**EXERCISE TASKS:**
1. In the Oklahoma hiking essay, why did the narrator want to hike more conscientiously than before? Answer in one to three sentences.
2. Can you rewrite the paragraph of the Oklahoma hiking essay that begins "The first hike I went on" more briefly, keeping its main facts?
3. Could you write the next part of the Oklahoma hiking essay, starting after its last sentence?

One Hike In Oklahoma
I did not like Oklahoma at first. I moved here for my girlfriend's job - from Ohio - though before that I had always imagined that I might find my way back to Portland someday. Moving to Oklahoma felt like saying goodbye to that dream, committing fully to something new and uncertain. The first few months I was enmeshed in a kind of mourning: for my old city, for the other futures I thought I might have had.
I didn't feel like I clicked with the city. Everything was too spread out. The bars seemed more run-down, cobbled together, and attracting the kind of people I usually went to the bar to avoid. I was getting older, too, and questioning what kind of life I should be building for myself. Did it even matter that I didn't like the bars as much, when I thought I should probably be cutting down on my drinking anyway? By March of that year, questions about bars became somewhat hypothetical anyway, as the entire world went into its COVID induced shutdown, and my world shrank to the confines of two apartments.
Here's a list of other things I didn't like about Oklahoma:
too many strip malls
you had to drive everywhere
too flat (though so was Ohio)
noisy bugs
weird colors
tornadoes
too windy
too muggy
shrubby looking trees
I worked too damn much
What I got in return for these things was the sky. The sky in Oklahoma is vast. It conveys a sense of depth akin to an ocean, and staring at it can induce a sense of stillness that feels like meditation. Your own minusculeness becomes readily apparent, like looking up at a giant building or a mountain, something so large that it can only inspire a feeling like bewilderment . You can see strange colors at sunset, vivid and alien, and clouds will drift by like whales passing under a ship. But it didn't feel like an even trade.
During COVID, many people introduced new hobbies into their lives. I know people that started baking bread, or skateboarding. I decided to get into hiking.
I'd always hiked a little bit. In Oregon and Ohio, hiking was a fairly casual activity - there were plenty of forests, and it was pretty easy to wander into one, dick around on a trail for an hour or two, and then wander back out. Doing this though, I never really felt like I knew where I was. If I ended up on top of a peak or came to a valley, I didn't usually know what it was called. I wanted to take a more conscientious approach. I wanted to be able to say things like, "I hiked the Crookback trail and ended up on Mulligan's peak, then took Martin's Ridge back out."
In Oklahoma, good hikes are few and far between. You have to make preparations, make a real trip out of it. In a way though, this was perfect for what I wanted to do.
I made a little hiking kit for myself, including a compass, maps, some snacks, a pocket knife, a water canteen, a first aid kit, a foldable poncho, a guidebook of hikes in Oklahoma, and a whistle, so I could blow on it in case I fell in a big hole.
The first hike I went on was at a park called "Roman Nose" and it was relatively easy, about two hours southeast of Oklahoma City, 3 or so miles up to a modest bluff and back. The path was varied, going through woods, past creeks, with a nice view at the high point, and I felt like it gave me a good sense of what Oklahoma looked like outside of the city, something I was still trying to wrap my head around.
Next, I tackled "Charon's Garden," which was a bit more intense. This was in the Wichita Mountains, a small mountain range in southwest Oklahoma, and not to be confused with Wichita, Kansas, or the much larger Ouachita Mountains to the east. The "garden" consisted of a number of large boulders which had to be traversed over (there wasn't space to walk between them, though there was enough room to twist your ankle real fucking bad if you weren't careful). I observed several hikers, including a large Hispanic family, manage to carefully tread their way over the boulders staying upright, but when I got to them myself, I ended up scooting over a lot of them on my butt. Still, I completed the hike without major incident.

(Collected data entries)
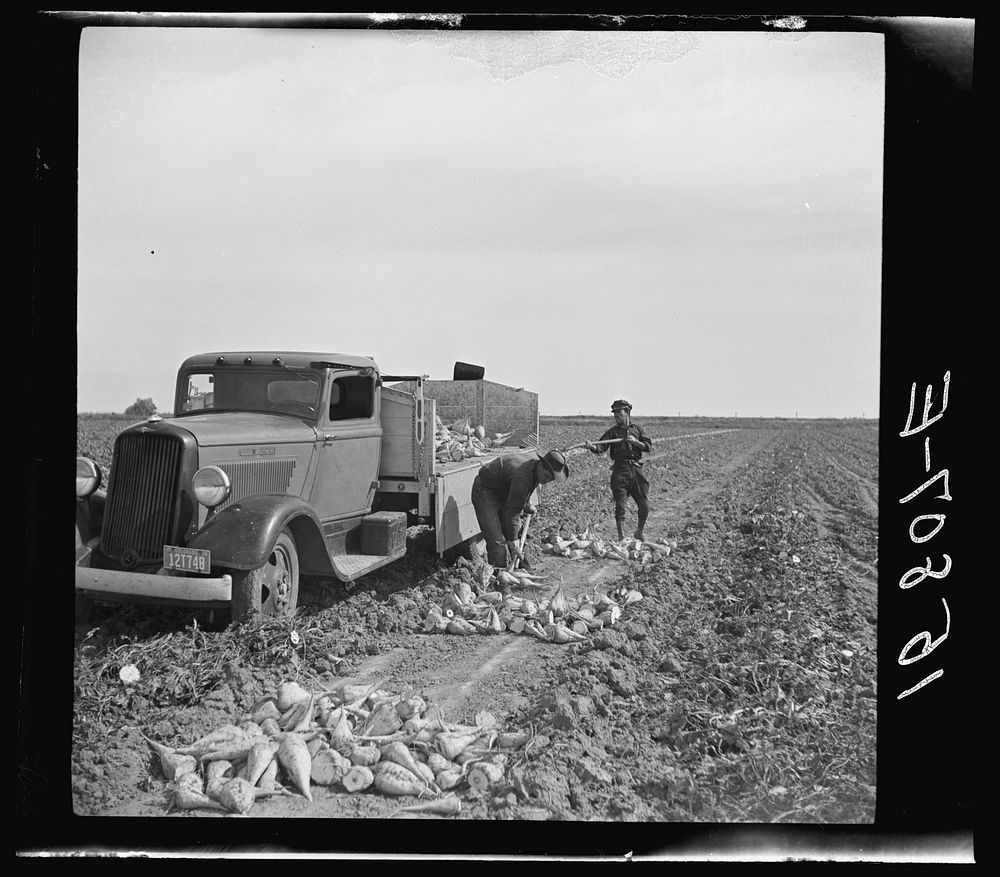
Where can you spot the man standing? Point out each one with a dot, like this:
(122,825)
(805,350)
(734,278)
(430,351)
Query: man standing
(502,492)
(627,477)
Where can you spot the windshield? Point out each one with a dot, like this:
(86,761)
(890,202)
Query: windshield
(280,391)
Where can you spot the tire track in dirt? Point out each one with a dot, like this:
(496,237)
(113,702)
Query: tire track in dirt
(462,676)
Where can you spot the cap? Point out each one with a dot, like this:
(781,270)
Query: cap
(556,462)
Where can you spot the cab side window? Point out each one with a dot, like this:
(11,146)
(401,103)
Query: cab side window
(352,398)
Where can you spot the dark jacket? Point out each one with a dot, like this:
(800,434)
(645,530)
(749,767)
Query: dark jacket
(514,477)
(625,454)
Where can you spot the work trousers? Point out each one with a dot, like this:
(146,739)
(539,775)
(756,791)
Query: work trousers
(488,505)
(630,481)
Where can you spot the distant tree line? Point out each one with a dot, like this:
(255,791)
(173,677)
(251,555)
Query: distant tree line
(138,409)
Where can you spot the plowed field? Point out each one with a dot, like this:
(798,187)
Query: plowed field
(741,688)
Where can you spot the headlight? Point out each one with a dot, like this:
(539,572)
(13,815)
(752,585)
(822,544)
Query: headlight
(211,486)
(88,477)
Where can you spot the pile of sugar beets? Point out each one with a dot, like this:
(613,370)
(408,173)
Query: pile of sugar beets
(350,738)
(482,601)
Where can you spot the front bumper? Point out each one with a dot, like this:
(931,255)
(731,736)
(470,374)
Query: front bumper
(118,585)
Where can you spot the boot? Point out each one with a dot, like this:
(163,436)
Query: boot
(639,532)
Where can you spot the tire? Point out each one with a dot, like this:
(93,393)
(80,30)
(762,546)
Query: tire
(272,589)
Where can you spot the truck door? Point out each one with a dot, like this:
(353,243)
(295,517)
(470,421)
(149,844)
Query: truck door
(348,448)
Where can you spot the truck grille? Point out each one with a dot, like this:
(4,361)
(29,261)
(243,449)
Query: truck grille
(142,496)
(250,477)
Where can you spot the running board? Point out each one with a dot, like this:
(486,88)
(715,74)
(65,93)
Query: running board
(349,567)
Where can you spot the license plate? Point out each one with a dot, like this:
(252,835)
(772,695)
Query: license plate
(187,559)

**EXPECTED RESULTS:**
1. When hiking casually in Oregon and Ohio, the narrator never really felt they knew where they were and usually didn't know the names of the peaks or valleys they reached. They wanted to be able to name the trails and landmarks of a hike.

2. The first hike was at Roman Nose, a park about two hours southeast of Oklahoma City. It was a relatively easy round trip of about 3 miles up to a modest bluff. The varied path ran through woods and past creeks to a nice view at the high point. It gave the narrator a good sense of what Oklahoma looked like outside the city.

3.
I wanted to tackle something a bit longer. I picked a 10 miler out of the guidebook at a place called Greenleaf State Park, to the east, where the state starts to converge with the Ozark Mountains. I was going to do the "Ankle Express Southern Loop" (If I had been feeling even more ambitious, I could have tacked on the Northern Loop for a total of 18 miles).
Greenleaf State Park itself was a fairly standard looking camping park, with a giant lake as the central feature. It had a big boat ramp and plenty of space for RVs; you know the kind of place. I parked near the boat ramp and used a printed out map of the park to find the trailhead. I signed in on a paper guest log that was posted to a wooden pole. There was a sign at the start that warned of wasps, but they seemed to be in a part of the park that I wasn't planning on going to anyway. I set off into the woods. Oklahoma woods are different than Oregon woods because they don't have all those big coniferous pines and firs, and the trees are a bit smaller than the ones in Ohio. There were a few other hikers, a family with kids and a couple, but I lost them before too long, and then it was just me and the woods. I followed the trail alongside a creek, then out to a section that went along the road for a little ways (Highway 10, to Braggs). Crossed a hanging bridge that swung back and forth as I crossed it, heading back away from the road and further into the wilderness area.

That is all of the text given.